Saved entries
○ ○ ○ ○ ○

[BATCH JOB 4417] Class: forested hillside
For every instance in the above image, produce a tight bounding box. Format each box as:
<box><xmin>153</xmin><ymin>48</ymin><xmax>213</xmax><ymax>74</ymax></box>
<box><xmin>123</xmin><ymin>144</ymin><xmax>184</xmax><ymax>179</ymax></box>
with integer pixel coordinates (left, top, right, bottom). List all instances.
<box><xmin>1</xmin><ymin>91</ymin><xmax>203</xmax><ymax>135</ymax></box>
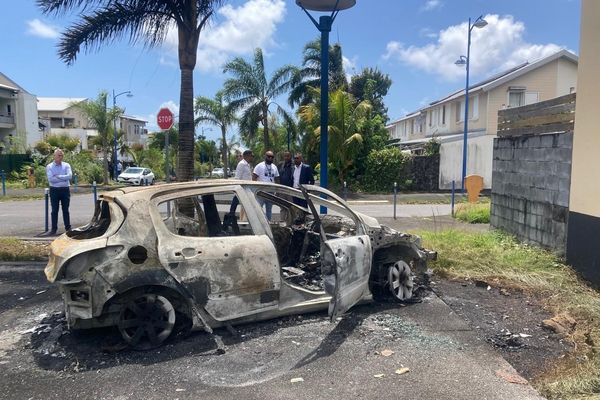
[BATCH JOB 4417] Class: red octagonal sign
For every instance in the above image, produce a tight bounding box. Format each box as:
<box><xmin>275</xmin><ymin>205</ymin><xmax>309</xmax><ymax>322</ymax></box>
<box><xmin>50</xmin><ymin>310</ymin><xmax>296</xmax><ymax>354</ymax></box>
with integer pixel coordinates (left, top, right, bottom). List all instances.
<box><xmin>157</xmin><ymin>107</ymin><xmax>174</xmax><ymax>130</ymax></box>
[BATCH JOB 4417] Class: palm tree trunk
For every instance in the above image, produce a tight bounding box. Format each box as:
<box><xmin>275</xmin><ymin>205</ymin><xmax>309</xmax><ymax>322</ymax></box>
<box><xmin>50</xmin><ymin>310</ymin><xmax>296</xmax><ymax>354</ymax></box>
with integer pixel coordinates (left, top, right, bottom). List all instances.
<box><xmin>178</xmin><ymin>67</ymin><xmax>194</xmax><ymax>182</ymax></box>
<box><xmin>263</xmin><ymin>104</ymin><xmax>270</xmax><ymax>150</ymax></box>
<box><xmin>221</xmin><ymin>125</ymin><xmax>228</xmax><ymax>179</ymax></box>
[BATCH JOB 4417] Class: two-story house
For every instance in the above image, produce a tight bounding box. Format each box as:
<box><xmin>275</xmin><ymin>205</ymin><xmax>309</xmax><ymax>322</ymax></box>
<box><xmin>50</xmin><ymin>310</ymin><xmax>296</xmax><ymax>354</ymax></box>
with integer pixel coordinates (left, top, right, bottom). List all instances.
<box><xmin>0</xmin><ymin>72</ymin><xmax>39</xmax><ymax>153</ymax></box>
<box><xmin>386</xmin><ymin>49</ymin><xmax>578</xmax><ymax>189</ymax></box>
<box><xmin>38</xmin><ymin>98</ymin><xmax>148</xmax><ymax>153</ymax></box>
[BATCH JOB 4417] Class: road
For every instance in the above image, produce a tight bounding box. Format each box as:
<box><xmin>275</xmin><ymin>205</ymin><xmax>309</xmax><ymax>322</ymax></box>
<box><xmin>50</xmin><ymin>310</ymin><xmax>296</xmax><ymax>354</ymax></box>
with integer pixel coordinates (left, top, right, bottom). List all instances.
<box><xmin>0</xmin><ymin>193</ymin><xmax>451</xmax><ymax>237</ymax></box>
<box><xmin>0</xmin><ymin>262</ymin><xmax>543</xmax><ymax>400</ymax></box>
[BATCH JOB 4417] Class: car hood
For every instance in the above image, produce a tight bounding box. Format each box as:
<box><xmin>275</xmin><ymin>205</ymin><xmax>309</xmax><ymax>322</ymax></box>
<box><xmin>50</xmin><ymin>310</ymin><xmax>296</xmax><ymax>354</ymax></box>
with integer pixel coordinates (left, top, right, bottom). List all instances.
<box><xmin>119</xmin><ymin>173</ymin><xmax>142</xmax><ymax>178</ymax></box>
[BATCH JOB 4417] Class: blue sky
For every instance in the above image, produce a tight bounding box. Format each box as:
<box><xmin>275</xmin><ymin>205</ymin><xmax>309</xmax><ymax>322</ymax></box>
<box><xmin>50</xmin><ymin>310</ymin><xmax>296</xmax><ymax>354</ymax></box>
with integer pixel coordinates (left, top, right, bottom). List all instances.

○ ○ ○ ○ ○

ABOUT THIS EXERCISE: Across the data, pull every line containing the string "BATCH".

RESPONSE TO THE EXERCISE:
[BATCH JOB 4417] Class: forested hillside
[BATCH JOB 4417] Class: red octagonal sign
[BATCH JOB 4417] Class: palm tree trunk
[BATCH JOB 4417] Class: two-story house
[BATCH JOB 4417] Class: road
[BATCH JOB 4417] Class: car hood
[BATCH JOB 4417] Class: blue sky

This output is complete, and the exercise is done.